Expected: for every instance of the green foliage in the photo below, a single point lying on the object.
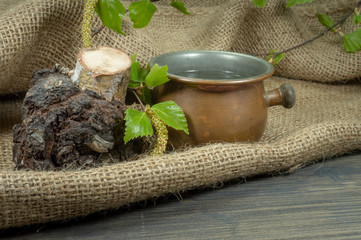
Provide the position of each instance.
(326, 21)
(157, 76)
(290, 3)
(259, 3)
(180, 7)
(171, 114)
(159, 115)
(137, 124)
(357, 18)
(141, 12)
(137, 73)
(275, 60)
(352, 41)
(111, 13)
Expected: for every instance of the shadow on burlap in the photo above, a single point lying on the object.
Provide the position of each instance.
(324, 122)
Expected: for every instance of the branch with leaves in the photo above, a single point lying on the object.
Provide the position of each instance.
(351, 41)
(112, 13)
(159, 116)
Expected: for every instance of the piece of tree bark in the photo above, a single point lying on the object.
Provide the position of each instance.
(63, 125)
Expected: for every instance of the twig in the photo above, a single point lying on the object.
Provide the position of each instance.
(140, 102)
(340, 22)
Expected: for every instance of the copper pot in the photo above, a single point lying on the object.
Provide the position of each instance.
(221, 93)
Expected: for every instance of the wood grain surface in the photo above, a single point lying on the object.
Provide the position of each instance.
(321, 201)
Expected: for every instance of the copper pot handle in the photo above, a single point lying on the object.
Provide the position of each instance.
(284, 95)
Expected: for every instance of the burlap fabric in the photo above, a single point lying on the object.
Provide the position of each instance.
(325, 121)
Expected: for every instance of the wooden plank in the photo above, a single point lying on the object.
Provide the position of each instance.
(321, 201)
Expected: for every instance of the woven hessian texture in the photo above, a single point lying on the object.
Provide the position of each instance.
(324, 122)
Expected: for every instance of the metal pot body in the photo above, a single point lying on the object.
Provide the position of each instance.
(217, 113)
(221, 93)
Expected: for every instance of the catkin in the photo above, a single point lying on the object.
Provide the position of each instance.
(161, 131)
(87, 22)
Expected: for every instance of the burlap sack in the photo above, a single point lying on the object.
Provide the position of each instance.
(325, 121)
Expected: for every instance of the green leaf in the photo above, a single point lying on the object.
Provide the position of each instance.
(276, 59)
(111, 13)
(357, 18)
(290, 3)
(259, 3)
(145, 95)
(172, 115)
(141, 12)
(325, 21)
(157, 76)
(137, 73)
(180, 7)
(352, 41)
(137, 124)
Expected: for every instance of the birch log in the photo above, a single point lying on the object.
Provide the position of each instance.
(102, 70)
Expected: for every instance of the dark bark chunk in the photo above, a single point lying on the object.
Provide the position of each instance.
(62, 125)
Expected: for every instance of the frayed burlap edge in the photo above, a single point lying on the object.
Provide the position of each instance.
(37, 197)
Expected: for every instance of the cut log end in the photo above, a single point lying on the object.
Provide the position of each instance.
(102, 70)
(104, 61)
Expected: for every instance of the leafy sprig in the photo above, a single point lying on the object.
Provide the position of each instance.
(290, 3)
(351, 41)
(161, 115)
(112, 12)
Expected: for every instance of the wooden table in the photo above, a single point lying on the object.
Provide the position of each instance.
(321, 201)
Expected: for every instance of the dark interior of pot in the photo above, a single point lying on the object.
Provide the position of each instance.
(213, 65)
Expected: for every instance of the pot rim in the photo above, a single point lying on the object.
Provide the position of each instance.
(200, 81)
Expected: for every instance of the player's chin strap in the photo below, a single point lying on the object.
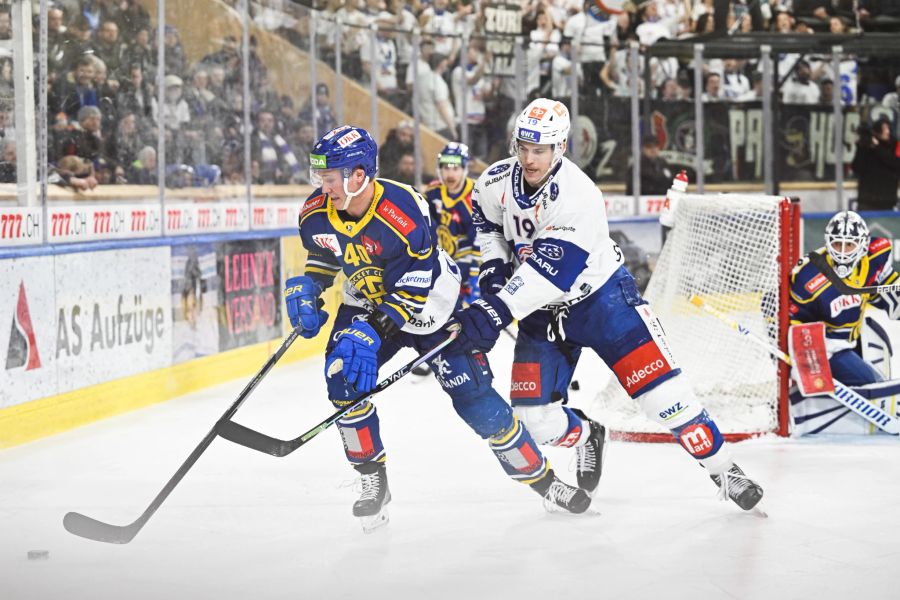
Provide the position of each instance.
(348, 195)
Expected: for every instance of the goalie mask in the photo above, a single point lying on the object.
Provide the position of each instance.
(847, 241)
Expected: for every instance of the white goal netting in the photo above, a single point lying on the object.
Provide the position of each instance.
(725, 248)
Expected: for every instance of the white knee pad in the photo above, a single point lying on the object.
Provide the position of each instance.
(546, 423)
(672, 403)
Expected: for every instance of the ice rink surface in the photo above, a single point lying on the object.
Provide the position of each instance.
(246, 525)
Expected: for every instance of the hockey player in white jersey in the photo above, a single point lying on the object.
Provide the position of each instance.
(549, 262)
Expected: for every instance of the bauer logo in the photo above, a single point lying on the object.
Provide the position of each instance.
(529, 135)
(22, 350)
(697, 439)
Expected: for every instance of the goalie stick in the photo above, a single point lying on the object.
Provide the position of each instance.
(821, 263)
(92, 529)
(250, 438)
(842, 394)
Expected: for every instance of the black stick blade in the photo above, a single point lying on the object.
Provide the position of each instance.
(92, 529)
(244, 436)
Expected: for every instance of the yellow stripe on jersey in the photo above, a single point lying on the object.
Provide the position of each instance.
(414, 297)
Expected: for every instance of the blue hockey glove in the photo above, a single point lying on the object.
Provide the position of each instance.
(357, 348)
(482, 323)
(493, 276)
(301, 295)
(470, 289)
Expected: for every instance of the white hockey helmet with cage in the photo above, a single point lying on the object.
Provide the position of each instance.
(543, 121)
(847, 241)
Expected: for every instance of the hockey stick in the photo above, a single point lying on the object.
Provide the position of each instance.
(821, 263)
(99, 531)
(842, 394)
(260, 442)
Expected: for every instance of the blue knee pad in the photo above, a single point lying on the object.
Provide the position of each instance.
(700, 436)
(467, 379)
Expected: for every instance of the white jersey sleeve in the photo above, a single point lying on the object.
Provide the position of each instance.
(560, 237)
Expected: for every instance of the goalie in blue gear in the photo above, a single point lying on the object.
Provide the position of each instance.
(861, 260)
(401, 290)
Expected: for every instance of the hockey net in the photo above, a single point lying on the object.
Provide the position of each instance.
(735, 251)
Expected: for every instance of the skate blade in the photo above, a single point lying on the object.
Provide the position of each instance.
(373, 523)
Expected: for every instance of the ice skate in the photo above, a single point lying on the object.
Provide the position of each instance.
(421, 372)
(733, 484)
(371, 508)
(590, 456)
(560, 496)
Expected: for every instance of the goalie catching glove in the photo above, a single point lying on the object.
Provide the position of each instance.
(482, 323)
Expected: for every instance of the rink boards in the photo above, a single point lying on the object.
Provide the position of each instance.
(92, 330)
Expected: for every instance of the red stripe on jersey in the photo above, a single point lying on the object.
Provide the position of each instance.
—————
▶ **Work instructions**: Could you reproduce all of the data above, substituting "image" for every "photo" and changing nothing else? Leave the pictures out.

▶ **Solution below**:
Expected: for every instance of the green foliage in the image below, a single point lying on the object.
Provide the position of each instance.
(326, 21)
(157, 76)
(290, 3)
(259, 3)
(180, 7)
(171, 114)
(159, 115)
(137, 124)
(357, 18)
(141, 12)
(137, 73)
(275, 60)
(352, 41)
(111, 13)
Expected: for every instance of the shadow on burlap in the image above, a single point lying on the object.
Provide the position of each instance.
(324, 122)
Expected: for every instance of the branch with leaves in the image above, a single point lying on the object.
Provide the position of each instance.
(351, 41)
(112, 13)
(159, 116)
Expected: for every instance of the piece of tree bark in the image above, a single point lying on the object.
Provide the position of each instance.
(63, 125)
Expected: for every instance of the twig in the image above, a single point lying on the object.
Provide the position of each instance.
(140, 102)
(340, 22)
Expected: for every instance of the copper pot in the image above, a single point lying on the object.
Provide the position of each instance.
(221, 93)
Expected: for every instance of the wood grain surface in the image above, a single point lying on the object.
Provide the position of each instance.
(321, 201)
Expected: for every instance of the copper pot handle in the image above, a single point lying on the object.
Provide the position of each instance.
(284, 95)
Expected: for every instance of the burlap fabric in the image above, a single point lying on the object.
Provide the position of each instance.
(325, 121)
Expected: for every instance of the wooden plank in the image above, a single point lying on the object.
Provide the position of each instance.
(321, 201)
Expected: for every instance of the woven hessian texture in the image above, a single point lying on the object.
Provide the position of each instance.
(324, 122)
Expected: for every instance of the metal pot body in the image above, a single point lying on the object.
Provide the position of each instance.
(217, 113)
(221, 93)
Expected: for every instance of the catkin in the image above, a single point lying on the object.
Provide the position of each instance.
(161, 131)
(87, 22)
Expected: for every instance of the burlap sack in the image above, a single point lying on the object.
Provide the position of each instance.
(325, 121)
Expected: for every instance of the green leaf in the image above, a single point lying on the object.
Provide the position of each instance.
(276, 59)
(111, 13)
(357, 18)
(290, 3)
(259, 3)
(145, 95)
(172, 115)
(141, 12)
(325, 21)
(157, 76)
(137, 73)
(180, 7)
(352, 41)
(137, 124)
Expected: for every instance of the birch log in the image above, a single point lying on the object.
Provide the position of each instance.
(102, 70)
Expected: for every instance of the dark bark chunk in the image above, a single point lying on the object.
Provide the position of each instance.
(62, 125)
Expected: for every instance of the frayed burlap edge in the image above, a single point lying on the object.
Provide the position of each instance.
(37, 197)
Expected: for every instance of the cut log end in the image above, a single point lying on the object.
Provide the position of each instance.
(102, 70)
(104, 61)
Expected: for every instance of the leafy sprig in the image above, a single point lying on the object.
Provide the position of each instance.
(290, 3)
(351, 41)
(161, 115)
(112, 12)
Expected: for every instance of the wooden table in the image above, a single point lying on the object.
Provide the position of each instance.
(321, 201)
Expected: for every instance of the dark interior of pot in the image above, a single point lying on the object.
Provide the position of each instance.
(213, 65)
Expected: for every instance of the pot rim in the image above, a single point lying on the object.
Provide the position of each instance.
(200, 81)
Expected: for every instance of the player's chin strap in the image below, a single point lying on the object.
Provide the position of each instance.
(348, 195)
Expected: for every instance of the goalie mask in the image above, a single point lying on the object.
Provide the position of each instance.
(847, 241)
Expected: for every instance of the white goal netting in the image above, a single point lying on the object.
Provide the position of each instance.
(725, 248)
Expected: for every instance of the white knee pad in the image above, a single point lying on the object.
Provide the position of each instance.
(546, 423)
(672, 403)
Expected: for every instance of the ice rink surface in the image above, a single point lying on the object.
Provide the position of each instance.
(246, 525)
Expected: for every instance of the hockey player in white jersey in the image above, a single point lying on the object.
Provide the position of each instance.
(549, 262)
Expected: for every instance of the bauer logo in the image above, a single point lying on the object.
Provide the position of each instance.
(529, 135)
(22, 350)
(697, 439)
Expected: for every instance of the goalie stick in the image above, a single point lying on the object.
Provide the position of each instance.
(821, 263)
(92, 529)
(250, 438)
(842, 394)
Expected: for every instance of the black stick blade in the image above, a single point lying on the object.
Provide the position of each instance.
(92, 529)
(244, 436)
Expected: for every instance of the yellow stripe on jersey in the image above, a single point lying on the object.
Provide the position of each instance.
(414, 297)
Expected: for every instance of the blue hockey glove in the image above, a single point lying on the object.
Provide the position of each instance.
(357, 348)
(482, 323)
(493, 276)
(301, 295)
(470, 289)
Expected: for every instance of the white hockey helmet with cage in the image above, a single point lying on the object.
Provide the position of each instance.
(543, 121)
(847, 241)
Expected: for every instance of the hockey stick in the image above, a single point lying on the object.
Provide the position of each instance.
(821, 263)
(99, 531)
(842, 394)
(260, 442)
Expected: for every instance of the blue knee pad in the image above, a single point lying on the object.
Provide the position of each instance.
(700, 436)
(467, 379)
Expected: for every instance of the white jersey sleeve in the image above, a single point lying on the object.
Provide the position of each instance.
(560, 237)
Expected: for every instance of the goalie in blue gear in the image above, a single point lying on the object.
Provide the position of each instance.
(861, 260)
(401, 290)
Expected: for every instance of the hockey net in the image above, a single point lying on the object.
Provide the position of each instance.
(735, 251)
Expected: for every instance of the skate blade in the image above, a single point lying on the object.
Provide the position of each instance.
(373, 523)
Expected: for every instance of the ice skate in the image above, a single point lying on the object.
Provide the position of each instance.
(421, 372)
(733, 484)
(371, 508)
(590, 456)
(560, 496)
Expected: for every instance of the goalie catching glove in the image above, a single point lying on the object.
Provide the position of each instance.
(482, 323)
Expected: for every instance of the rink boards in the image above, a single point lying on the object.
Provide the position of each instance.
(92, 330)
Expected: for every instance of the red stripe on jersey in the image above, a single point lying on the object.
Provide the position of each instance.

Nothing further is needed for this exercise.